# Required work
**1)** Retype the text on resource justice and development policy from "The legacy of" to "and its legacy.".
**2)** In the text on resource justice and development policy, list every area in which the global mining sector is said to have a huge impact.
**3)** Carry on the text on resource justice and development policy from the point where it ends.
** start of Text passage **
The Global South must be supported so that extraction can be done according to the same conditions as within the EU. The EU’s resource needs should not further exacerbate existing inequalities, nor climate and environmental injustice. Our sufficiency approach, backed up by reduction and recycling targets within the EU, will help minimize the global mining sector’s huge impact in terms of human rights violations, environment destruction, and climate.
Resource justice also entails stopping dumping our waste in countries in the Global South. It is therefore important to adopt clear end-of-waste criteria at the EU level, such as for plastics and textiles, to avoid the classification of waste as second-hand goods. This step would also stimulate the development of recycling activities, skills and capacities in the EU. We call for a collective purchasing strategy and cooperation for rare-earth elements. The use of such elements should be prioritized for those industries most relevant to the ecological transition.
Decolonize now!
The legacy of the colonial era still weighs heavily on relations between certain European countries and their former colonies. It is reflected in the unequal global distribution of wealth, ongoing economic dependencies and unjust economic structures, and lack of representation in our institutions as well as globally. We want the EU to face up to its historical responsibility arising from the crimes of colonialism and its legacy.
We call for a deep comprehensive and inclusive review of Europe’s colonial legacy to ensure reparation, which can be material and symbolic, as well as accountability for past crimes. We support the push for the return of cultural artifacts. We want to correct disadvantageous clauses in trade agreements and push for reforms in development banks. The EU and its member states must work for sound debt restructuring and debt relief for particularly burdened countries. Official development assistance must be allocated in consultation with partners and civil society, in particular at the local level, and ensure local needs are met. Moving beyond a post-colonial posture means that EU external action should not put European interests or those of European companies over and above those of its partners.
From development aid to a global just transition
Europe needs to increase flows to the official development assistance, as defined by OECD, to at least 0.7% of member states’ gross national incomes. International cooperation and development policies must be guided by a decolonial and anti-racist perspective.
Guided by the Sustainable Development Goals, we want to coordinate locally led sustainable initiatives better and increase funding to grassroots civil society, in line with the OECD DAC recommendation, avoiding duplication and wasting resources. We will follow a detailed approach to scrutinize and align the EU international cooperation budget with Agenda 2030, focusing on global justice, tackling inequalities, ensuring that most official development assistance is directed towards priority needs such as public services and basic social services and transparency for private sector involvement. The EU must reconvene the Multi-stakeholder Platform on Sustainable Development Goals.
We want to promote local knowledge and local initiatives to support the development of economic cycles and social security systems. To this end, we want to further develop the existing European development cooperation in dialogue with our partners. We reject tying international aid and assistance to migration deals. The integrity of development assistance cooperation must be maintained and closely monitored.
** end of Text passage **
** start of Provided records **
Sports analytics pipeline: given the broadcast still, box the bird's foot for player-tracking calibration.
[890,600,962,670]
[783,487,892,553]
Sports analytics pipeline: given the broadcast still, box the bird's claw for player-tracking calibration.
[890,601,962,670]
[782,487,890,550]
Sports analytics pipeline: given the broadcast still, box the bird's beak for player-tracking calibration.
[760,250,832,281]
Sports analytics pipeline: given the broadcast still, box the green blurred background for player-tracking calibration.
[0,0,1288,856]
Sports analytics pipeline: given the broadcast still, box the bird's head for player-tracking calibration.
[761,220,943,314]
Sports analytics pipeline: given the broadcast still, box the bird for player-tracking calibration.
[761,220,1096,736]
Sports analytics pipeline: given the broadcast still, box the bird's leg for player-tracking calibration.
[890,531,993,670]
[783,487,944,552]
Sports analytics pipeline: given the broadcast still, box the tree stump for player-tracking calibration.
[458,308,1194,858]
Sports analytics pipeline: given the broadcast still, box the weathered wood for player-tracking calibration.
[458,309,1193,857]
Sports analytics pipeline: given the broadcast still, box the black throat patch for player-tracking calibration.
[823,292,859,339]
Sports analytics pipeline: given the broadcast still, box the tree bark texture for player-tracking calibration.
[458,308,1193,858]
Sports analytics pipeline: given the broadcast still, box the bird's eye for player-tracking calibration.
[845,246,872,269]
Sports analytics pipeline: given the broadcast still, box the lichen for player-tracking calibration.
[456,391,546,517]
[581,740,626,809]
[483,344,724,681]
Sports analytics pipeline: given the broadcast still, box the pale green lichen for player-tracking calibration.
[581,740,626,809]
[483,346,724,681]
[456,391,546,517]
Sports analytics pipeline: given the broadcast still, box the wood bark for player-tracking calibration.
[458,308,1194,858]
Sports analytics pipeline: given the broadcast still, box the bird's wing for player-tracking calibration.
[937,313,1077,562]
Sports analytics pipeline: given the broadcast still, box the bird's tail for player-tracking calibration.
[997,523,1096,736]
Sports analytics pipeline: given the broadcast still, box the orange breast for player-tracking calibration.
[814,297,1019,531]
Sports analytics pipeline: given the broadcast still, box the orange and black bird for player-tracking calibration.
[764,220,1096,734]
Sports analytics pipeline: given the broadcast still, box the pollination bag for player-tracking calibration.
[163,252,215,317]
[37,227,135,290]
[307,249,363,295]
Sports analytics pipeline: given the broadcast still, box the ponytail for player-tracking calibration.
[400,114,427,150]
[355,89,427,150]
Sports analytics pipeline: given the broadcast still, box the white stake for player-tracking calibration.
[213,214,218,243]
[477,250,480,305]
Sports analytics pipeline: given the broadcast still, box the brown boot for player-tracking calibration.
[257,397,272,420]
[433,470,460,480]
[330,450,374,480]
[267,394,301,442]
** end of Provided records **
# The replies
**1)**
The legacy of the colonial era still weighs heavily on relations between certain European countries and their former colonies. It is reflected in the unequal global distribution of wealth, ongoing economic dependencies and unjust economic structures, and lack of representation in our institutions as well as globally. We want the EU to face up to its historical responsibility arising from the crimes of colonialism and its legacy.

**2)** human rights violations, environment destruction, climate

**3)**
Ending global hunger: food sovereignty for all
The multiple crises of our time, first and foremost the climate crisis, pose existential challenges to food security worldwide. To end hunger, the EU must work for a sustainable and resilient global food system and contribute to the implementation of the right to food. The EU must prioritize agroecological approaches and align its own food and trade policy with the principles of global food sovereignty and climate-friendly agriculture.
Supporting global justice with sustainable trade
The current model of most EU free trade agreements, such as EU-Mercosur, primarily benefits agribusiness and multinationals. It fails to adequately address the socio-economic and sustainability impacts of trade. EU trade policy is not sufficiently aligned to the Green Deal. As Greens, we believe in a global trading system that is based on equity, shapes globalization for the better, and puts human wellbeing at its centre. We believe in reshaping the EU’s trade policy towards sustainable development and stronger human rights protection. The EU should only enter new trade deals with countries that implement the Paris Agreement.
Our Green Partnerships and the EU’s new carbon tariff system (Carbon Border Adjustment Mechanism, CBAM) can create fair competition by making decarbonisation and environmental protection a joint effort. For the CBAM to be effective and fair, it must be complemented with higher EU spending on climate action in low-income countries.
The Greens successfully introduced and promoted legislation on due diligence, deforestation, and forced-labour-free supply chains, setting standards for imports into the EU. All multinational companies operating in the EU must be held accountable for upholding these standards and pay their fair share of taxes inside and outside the EU. We will continue by updating the Public Procurement Directive and introducing a new Unfair Trading Practice for the textile sector.
We advocate rebalancing the global system of intellectual property rights to ensure the Global South can access key technologies, including for health and decarbonization. As Greens, we will push for progress in the World Trade Organization reform to support a global just transition.
Remodel trade deals to protect social rights, environment and climate
As Greens, we will push to improve bilateral trade and investment agreements with binding and sanctionable sustainability provisions. Specifically, the Paris Agreement, the Kunming-Montreal biodiversity agreement, the Sustainable Development Goals, and the ILO core conventions should become essential elements of our trade agreements. They need to be horizontally anchored in all chapters of trade deals, from raw materials and agriculture to procurement.
Impact assessments for trade deals should include human rights, gender, biodiversity, and animal welfare. The precautionary principle needs to be fully respected and International Labour Organization standards fully implemented. Pre-ratification commitments, a European Parliament vote on the mandate, and full transparency shall ensure democratic legitimacy and the inclusion of civil society and trade unions.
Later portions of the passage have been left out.